- _Written problem_:
Could you retype the lines below exactly, everything from the line containing "Target: car tire" down to the line containing "[(1128, 805)]", with both of those lines included?

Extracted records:
▽
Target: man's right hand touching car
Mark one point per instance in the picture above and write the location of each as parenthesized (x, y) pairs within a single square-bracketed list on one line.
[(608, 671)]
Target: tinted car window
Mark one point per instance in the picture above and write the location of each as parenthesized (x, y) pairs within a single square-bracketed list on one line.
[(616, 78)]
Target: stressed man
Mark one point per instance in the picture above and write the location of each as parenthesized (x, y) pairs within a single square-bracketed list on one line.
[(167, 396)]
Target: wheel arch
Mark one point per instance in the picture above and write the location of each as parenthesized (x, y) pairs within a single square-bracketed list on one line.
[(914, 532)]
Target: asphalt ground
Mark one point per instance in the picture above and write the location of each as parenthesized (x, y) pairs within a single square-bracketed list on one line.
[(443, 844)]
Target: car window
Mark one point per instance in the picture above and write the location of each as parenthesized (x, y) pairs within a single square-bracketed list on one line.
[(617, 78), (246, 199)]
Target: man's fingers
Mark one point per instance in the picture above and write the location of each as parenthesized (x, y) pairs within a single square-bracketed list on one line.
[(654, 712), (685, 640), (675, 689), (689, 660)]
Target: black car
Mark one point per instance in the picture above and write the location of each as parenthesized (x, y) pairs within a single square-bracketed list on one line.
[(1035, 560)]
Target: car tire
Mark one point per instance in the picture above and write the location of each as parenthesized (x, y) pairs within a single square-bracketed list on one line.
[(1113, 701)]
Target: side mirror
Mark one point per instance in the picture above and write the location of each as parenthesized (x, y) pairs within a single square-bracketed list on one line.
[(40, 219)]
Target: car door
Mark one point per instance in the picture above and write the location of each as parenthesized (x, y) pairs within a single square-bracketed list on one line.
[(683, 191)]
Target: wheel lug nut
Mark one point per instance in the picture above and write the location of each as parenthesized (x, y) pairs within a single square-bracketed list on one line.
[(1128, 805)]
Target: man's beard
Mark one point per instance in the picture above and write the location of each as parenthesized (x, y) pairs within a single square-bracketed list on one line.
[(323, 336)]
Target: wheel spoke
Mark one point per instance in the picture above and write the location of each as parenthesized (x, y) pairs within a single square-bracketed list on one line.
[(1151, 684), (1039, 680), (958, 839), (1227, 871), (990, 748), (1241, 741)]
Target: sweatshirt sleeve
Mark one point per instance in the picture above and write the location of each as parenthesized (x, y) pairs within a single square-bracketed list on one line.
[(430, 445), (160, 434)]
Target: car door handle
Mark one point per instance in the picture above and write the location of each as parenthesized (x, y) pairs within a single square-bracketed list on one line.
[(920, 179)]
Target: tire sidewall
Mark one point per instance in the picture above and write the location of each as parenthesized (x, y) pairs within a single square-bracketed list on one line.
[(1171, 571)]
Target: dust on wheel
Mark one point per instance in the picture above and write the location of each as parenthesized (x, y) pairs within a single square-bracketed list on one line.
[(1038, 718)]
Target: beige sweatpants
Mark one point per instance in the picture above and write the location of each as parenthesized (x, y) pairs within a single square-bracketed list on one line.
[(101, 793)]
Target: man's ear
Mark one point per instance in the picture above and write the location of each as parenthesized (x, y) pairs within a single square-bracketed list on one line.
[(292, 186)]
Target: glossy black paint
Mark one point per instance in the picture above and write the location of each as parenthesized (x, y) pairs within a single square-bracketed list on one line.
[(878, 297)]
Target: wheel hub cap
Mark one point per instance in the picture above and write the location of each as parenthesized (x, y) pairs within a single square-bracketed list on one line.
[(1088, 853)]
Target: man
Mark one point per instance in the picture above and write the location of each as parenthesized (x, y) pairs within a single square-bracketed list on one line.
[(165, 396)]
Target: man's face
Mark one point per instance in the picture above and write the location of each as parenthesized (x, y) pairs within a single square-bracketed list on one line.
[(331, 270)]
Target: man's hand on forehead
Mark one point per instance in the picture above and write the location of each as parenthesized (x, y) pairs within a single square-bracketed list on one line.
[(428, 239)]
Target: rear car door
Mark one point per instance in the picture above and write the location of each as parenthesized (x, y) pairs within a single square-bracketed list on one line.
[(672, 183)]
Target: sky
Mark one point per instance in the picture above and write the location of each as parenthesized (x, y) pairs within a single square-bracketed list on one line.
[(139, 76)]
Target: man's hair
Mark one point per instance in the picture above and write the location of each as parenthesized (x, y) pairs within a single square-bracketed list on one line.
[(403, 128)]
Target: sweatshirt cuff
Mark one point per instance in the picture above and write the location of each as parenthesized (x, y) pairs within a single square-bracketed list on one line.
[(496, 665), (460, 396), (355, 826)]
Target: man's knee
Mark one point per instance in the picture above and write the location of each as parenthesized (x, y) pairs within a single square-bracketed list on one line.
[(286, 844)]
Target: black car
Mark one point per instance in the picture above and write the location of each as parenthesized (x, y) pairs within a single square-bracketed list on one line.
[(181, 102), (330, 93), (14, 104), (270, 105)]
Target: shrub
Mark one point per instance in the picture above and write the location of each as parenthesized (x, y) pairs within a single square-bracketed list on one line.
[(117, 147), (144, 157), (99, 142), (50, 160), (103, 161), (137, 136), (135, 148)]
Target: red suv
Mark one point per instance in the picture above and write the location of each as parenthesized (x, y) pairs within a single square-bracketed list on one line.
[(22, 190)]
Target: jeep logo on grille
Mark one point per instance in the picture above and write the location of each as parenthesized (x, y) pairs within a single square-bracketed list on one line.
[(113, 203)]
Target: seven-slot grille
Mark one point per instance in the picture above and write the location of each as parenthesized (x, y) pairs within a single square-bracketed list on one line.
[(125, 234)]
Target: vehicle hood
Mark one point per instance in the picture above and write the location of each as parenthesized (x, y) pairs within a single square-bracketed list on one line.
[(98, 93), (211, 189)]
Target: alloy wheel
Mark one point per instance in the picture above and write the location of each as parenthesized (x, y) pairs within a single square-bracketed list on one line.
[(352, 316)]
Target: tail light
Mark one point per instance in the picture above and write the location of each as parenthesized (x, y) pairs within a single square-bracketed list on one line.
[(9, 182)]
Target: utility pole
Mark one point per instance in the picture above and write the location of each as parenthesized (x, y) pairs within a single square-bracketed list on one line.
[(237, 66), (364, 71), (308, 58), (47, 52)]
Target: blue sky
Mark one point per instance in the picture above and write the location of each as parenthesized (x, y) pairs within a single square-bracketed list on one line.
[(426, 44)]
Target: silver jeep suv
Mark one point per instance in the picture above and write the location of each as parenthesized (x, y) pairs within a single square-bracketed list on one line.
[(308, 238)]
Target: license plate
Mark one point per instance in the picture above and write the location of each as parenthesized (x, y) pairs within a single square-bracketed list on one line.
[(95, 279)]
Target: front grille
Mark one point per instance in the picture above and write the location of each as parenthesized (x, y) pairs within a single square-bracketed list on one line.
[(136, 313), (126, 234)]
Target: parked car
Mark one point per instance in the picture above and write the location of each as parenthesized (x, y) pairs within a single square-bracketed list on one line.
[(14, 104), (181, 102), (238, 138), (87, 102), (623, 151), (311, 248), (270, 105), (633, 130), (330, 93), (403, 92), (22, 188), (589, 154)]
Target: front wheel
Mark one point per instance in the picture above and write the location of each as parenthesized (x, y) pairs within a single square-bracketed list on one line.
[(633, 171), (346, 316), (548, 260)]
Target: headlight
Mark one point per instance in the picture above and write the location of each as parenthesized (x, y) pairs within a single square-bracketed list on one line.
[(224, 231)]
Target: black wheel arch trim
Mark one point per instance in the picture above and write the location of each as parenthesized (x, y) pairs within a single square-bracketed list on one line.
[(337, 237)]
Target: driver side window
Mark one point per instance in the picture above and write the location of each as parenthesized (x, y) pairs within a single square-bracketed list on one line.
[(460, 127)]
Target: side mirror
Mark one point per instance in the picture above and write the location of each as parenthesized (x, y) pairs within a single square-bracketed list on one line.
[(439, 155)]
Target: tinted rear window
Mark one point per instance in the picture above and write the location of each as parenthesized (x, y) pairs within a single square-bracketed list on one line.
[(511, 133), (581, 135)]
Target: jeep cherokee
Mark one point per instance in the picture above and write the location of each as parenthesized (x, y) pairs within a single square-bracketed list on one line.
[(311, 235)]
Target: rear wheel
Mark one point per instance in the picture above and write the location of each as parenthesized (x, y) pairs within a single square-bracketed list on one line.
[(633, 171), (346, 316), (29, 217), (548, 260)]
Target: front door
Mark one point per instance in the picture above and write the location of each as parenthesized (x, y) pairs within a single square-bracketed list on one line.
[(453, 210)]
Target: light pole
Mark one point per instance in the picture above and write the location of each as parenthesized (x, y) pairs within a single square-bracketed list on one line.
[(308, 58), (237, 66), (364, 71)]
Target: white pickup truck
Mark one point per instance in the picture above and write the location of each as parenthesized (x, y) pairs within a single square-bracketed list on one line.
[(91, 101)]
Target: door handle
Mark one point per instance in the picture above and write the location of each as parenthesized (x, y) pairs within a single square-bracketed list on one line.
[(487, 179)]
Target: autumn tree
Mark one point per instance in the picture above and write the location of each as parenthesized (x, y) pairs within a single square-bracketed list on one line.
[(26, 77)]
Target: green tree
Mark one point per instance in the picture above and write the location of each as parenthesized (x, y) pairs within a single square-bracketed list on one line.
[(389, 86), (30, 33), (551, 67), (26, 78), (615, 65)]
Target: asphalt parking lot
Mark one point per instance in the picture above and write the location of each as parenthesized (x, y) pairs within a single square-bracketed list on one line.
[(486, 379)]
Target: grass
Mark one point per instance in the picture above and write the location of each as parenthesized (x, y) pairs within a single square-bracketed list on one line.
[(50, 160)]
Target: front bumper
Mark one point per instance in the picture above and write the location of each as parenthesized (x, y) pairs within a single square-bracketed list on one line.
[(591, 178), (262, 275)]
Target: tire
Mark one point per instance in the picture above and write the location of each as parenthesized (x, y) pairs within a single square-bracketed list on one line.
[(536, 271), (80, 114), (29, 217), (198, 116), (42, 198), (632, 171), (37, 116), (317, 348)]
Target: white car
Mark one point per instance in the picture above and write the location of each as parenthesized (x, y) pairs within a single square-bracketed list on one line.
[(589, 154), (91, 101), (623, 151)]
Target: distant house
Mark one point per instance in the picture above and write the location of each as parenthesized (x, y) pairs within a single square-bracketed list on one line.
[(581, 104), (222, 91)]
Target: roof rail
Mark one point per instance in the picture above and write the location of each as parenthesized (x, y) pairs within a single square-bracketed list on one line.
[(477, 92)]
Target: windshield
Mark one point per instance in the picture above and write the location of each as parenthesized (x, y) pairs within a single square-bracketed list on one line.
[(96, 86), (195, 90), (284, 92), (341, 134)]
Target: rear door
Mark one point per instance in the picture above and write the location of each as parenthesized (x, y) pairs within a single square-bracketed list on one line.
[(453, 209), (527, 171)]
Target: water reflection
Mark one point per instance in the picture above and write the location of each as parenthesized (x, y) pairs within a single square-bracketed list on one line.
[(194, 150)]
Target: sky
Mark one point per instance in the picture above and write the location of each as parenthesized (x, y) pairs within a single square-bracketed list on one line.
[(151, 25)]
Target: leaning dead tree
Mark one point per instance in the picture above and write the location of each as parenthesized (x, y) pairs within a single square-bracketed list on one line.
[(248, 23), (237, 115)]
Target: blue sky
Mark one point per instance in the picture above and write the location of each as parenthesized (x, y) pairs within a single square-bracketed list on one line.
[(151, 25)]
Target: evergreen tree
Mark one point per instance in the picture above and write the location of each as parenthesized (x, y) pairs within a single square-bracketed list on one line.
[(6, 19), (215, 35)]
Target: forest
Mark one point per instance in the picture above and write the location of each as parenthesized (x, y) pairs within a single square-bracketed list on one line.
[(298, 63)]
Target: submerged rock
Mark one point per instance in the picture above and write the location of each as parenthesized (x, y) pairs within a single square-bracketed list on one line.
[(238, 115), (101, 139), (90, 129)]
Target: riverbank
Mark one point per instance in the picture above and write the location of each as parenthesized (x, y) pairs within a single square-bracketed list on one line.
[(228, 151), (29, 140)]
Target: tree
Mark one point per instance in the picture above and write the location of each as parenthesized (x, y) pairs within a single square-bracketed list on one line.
△
- _Written answer_:
Target: car tire
Mark one point per instance in the picture above and write the location of each as parenthesized (x, y) pairs within a single square-bracketed list on one line.
[(1113, 701)]
Target: side mirror
Mark one point per instance in the picture above and write the location of each as parenthesized (x, y) pairs within a single square-bracketed list on one line.
[(40, 219)]
Target: car door
Mark one point per instance in the picture above and write the location of each as parenthesized (x, y) pairs within a single square-bracketed list on one line.
[(683, 191)]
Target: wheel lug nut
Mark one point per instance in the picture above and write the location of each as parenthesized (x, y) pairs within a single square-bracketed list on one line.
[(1128, 805)]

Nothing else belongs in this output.